BRANO PROPOSTO =
DON BORGHI NELLA GERMINAZIONE FIORENTINA
Il contesto (1)


 

Sono entrato in Seminario a novembre del 1962. Della Chiesa di Firenze non sapevo praticamente nulla. Qualche nome di riferimento: don Facibeni e il Cardinale Elia Dalla Costa; i ricordi dell’infanzia e della scuola e poco più.
In Seminario trovai “ragazzi” che discutevano su tutto, vivacissimi e pieni di curiosità, ed un grande Rettore: Monsignor Bonanni. Chiamati da lui per incontri, lezioni, ritiri, frequentavano il Seminario Padre Vannucci, Giorgio La Pira, Padre Balducci, don Borghi ed altri. Don Lupori e don Chiavacci erano insegnanti di teologia, don Parenti, Prefetto degli studi e Cappellano della FUCI. Da lui ho ascoltato una lezione sull’evoluzione della specie che ancora ricordo. All’inizio ho pensato che tutto dipendesse dal Concilio e dall’aria nuova che aveva messo in circolazione. Ma era vero solo in parte.
A Firenze si è sempre discusso di tutto, una tradizione con radici lontane, e Firenze non è mai stata clericale. A suo tempo il “non expedit” non ebbe alcun risultato ed i gruppi cristiani d’impegno sociale, promossi all’epoca da Roma, ebbero pochissimo successo.
Sia prima che dopo la seconda guerra mondiale avevano animato la città uomini e idee che attraverso riviste-cenacolo, incontri e confronti, avevano creato un humus che arrivava fino alla periferia. Una sequenza significativa di fogli e pubblicazioni: Giovani della FUCI; Vita cristiana dei domenicani di S. Marco, dalla quale filtrarono le idee d’oltralpe di Maritain, Mounier, Lagrange, Chenu, Congar e della Théologie nouvelle; Città di vita dei Francescani; Politica, il periodico di Nicola Pistelli; L’Ultima di Oxilia e Gozzini; fino a Testimonianze, orientata da Padre Balducci e da laici come Danilo Zolo e Luciano Martini; per non parlare della Libreria Editrice Fiorentina dei fratelli Zani, con le sue pubblicazioni.
Era una costellazione che faceva riferimento ad alcune figure di prima grandezza: Padre Coiro dei Domenicani di S. Marco, Don Barsotti e la mistica ortodossa a Settignano, Padre Vannucci e Padre Turoldo alla Santissima Annunziata, Padre Lupi e i suoi giovani alle Caldine, il Cenacolo di Padre Ciolini a Santo Spirito, gli incontri a Villa Lorenzi promossi da don Zaccaro della Madonnina del Grappa.
Erano incontri religiosi, politici, interculturali che calavano nel concreto come nei dibattiti degli “Incontri internazionali della pace e civiltà cristiana” del 1952-55, e poi in quelli dei “Colloqui mediterranei”. Questa circolazione delle idee si traduceva anche nella politica della città con La Pira sindaco di Firenze, alimentando i sogni, le speranze di singoli e di gruppi di laici e di giovani preti come don Borghi e don Milani, o divenendo azione pastorale in diverse parrocchie della periferia come la Comunità della Resurrezione a Rovezzano, ispirata da don Luigi Rosadoni, o quella del nuovo quartiere di case popolari – la città satellite – dell’Isolotto, dove erano parroci don Mazzi e don Gomiti.

ESERCIZI PROPOSTI =
1. Trascrivi dal brano il passo compreso tra "A Firenze si" e "ebbero pochissimo successo.", estremi inclusi.
2. Rispondi alle domande sul brano.
(a) In quale mese e anno avviene l'ingresso in Seminario?
(b) Chi era il Rettore del Seminario?
(c) In quale quartiere erano parroci don Mazzi e don Gomiti?
3. Per ogni affermazione, indica se è in accordo con il brano e cita le parole che lo stabiliscono.
(a) Firenze è sempre stata una città clericale.
(b) La rivista Testimonianze era orientata anche da Padre Balducci.
(c) Don Lupori insegnava storia in Seminario.
Le voci non hanno alcun ruolo in questo esercizio.

(Righe da un dataset di puntamento)

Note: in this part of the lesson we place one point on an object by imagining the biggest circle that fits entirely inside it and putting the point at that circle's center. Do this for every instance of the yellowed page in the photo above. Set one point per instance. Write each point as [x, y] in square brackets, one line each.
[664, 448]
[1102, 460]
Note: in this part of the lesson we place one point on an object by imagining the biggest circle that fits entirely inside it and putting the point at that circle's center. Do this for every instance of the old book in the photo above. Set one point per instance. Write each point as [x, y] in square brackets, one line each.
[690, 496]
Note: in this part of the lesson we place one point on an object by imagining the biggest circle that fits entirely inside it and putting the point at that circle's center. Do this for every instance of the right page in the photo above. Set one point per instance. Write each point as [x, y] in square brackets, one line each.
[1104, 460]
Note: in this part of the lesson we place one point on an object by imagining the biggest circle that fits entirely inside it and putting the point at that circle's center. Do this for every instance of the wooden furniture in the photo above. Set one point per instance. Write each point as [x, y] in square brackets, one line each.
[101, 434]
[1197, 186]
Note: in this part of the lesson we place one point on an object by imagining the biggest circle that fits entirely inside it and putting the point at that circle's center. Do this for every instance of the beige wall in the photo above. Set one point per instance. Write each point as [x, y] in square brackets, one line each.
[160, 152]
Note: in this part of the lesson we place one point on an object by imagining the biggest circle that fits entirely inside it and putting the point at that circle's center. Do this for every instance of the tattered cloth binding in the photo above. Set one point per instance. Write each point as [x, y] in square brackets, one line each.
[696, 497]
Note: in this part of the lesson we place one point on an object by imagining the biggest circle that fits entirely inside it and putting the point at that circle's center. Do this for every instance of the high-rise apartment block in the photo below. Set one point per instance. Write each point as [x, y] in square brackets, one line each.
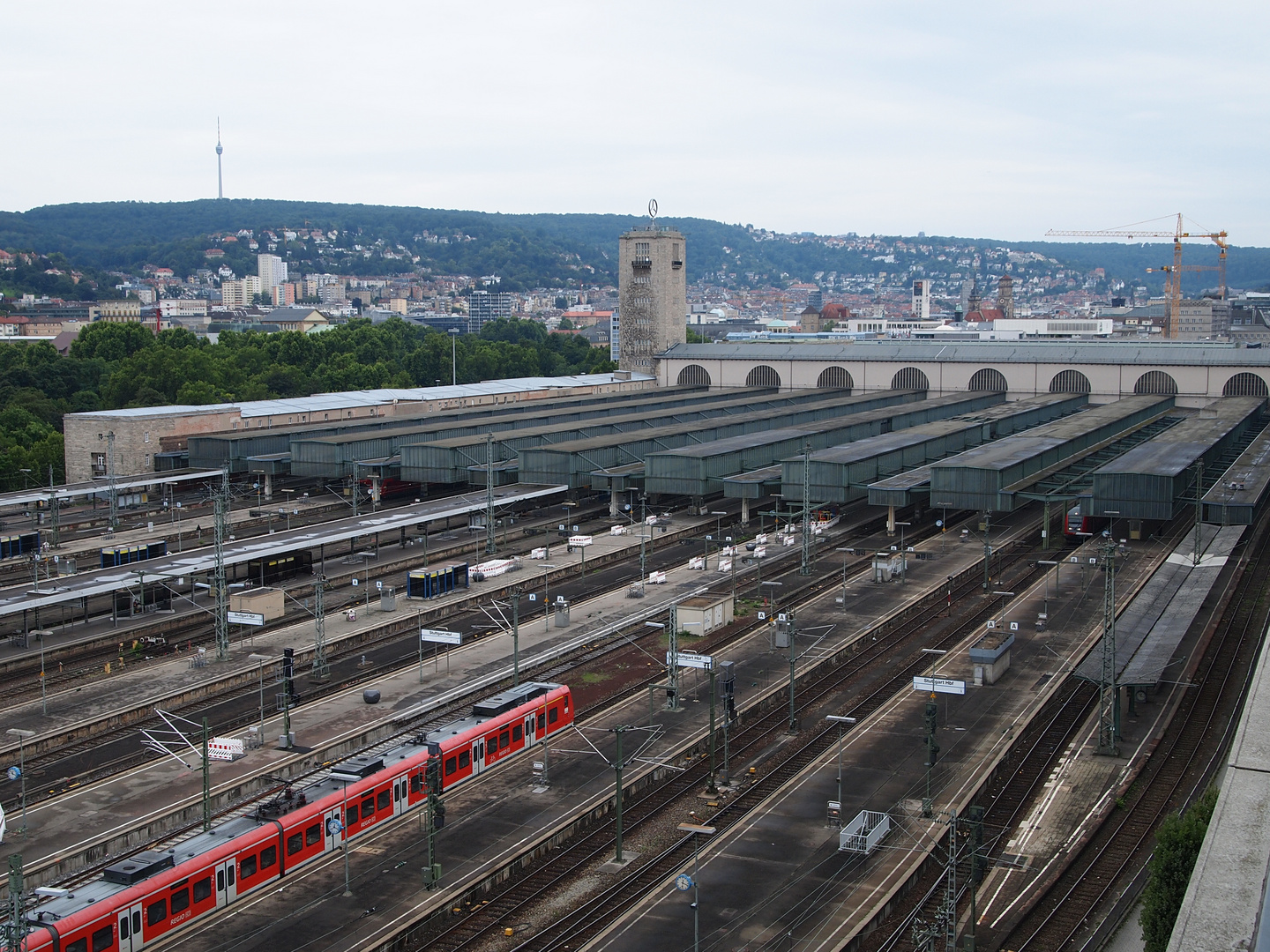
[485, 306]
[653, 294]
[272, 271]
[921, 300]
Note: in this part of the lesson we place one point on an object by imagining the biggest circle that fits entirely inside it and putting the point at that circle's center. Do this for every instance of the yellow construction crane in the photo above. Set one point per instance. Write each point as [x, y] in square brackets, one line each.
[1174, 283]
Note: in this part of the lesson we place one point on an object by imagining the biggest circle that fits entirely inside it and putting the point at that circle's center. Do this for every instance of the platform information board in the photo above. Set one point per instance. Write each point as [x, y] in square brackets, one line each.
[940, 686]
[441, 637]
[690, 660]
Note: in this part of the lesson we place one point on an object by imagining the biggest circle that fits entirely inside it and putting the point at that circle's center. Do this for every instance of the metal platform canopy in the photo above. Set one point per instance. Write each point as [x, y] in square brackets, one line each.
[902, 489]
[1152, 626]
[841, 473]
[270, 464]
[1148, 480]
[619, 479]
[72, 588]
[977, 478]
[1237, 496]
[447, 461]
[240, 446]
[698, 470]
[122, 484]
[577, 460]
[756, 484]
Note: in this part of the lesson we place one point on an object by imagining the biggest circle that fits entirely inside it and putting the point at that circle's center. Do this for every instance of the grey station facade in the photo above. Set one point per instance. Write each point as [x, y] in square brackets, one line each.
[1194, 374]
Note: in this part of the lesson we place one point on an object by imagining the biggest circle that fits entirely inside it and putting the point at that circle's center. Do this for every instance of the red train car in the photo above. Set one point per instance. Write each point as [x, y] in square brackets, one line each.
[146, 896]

---

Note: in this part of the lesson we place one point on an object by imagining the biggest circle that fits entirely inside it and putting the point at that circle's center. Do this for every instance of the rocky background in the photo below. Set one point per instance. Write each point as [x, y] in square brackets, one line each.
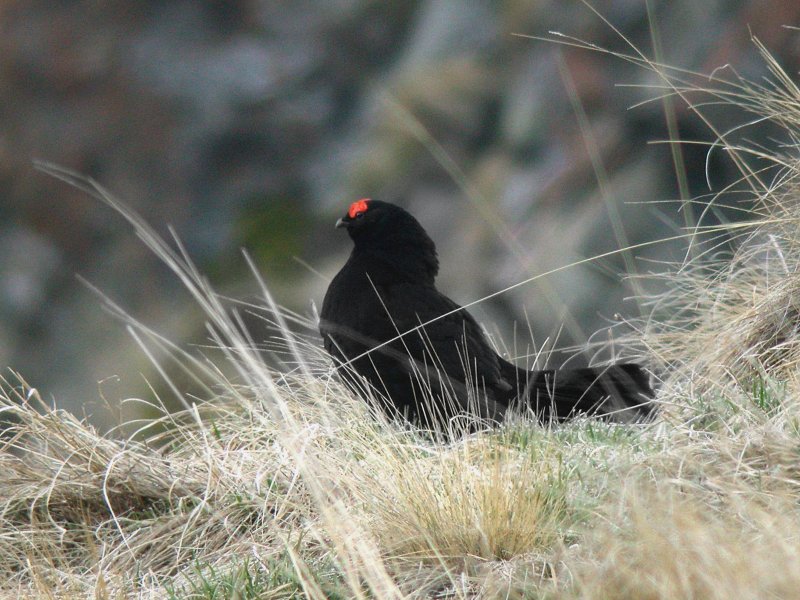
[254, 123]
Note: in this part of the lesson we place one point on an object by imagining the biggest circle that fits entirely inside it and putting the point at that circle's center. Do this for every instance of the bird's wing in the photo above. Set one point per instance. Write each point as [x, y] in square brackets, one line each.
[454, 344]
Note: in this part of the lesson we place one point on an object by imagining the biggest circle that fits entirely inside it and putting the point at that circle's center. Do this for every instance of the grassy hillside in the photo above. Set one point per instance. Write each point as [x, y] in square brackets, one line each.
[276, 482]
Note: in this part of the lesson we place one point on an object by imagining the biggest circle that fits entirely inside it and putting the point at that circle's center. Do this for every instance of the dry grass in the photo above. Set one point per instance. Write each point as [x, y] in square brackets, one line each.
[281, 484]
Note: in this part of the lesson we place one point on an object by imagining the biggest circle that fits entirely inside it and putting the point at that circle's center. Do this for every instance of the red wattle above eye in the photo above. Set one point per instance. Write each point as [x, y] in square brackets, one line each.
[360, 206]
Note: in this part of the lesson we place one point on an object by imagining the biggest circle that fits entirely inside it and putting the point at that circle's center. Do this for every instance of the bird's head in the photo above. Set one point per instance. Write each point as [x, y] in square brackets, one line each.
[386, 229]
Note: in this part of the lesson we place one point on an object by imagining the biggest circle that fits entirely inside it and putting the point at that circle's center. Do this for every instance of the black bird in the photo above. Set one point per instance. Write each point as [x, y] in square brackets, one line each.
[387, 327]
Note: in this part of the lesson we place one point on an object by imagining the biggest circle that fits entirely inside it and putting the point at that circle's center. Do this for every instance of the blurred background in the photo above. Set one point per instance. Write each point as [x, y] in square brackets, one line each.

SOLUZIONI =
1.
A Firenze si è sempre discusso di tutto, una tradizione con radici lontane, e Firenze non è mai stata clericale. A suo tempo il “non expedit” non ebbe alcun risultato ed i gruppi cristiani d’impegno sociale, promossi all’epoca da Roma, ebbero pochissimo successo.

2.
(a) Novembre 1962.
(b) Monsignor Bonanni.
(c) All'Isolotto.

3.
(a) No: "Firenze non è mai stata clericale".
(b) Sì: "Testimonianze, orientata da Padre Balducci e da laici come Danilo Zolo e Luciano Martini".
(c) No: "Don Lupori e don Chiavacci erano insegnanti di teologia".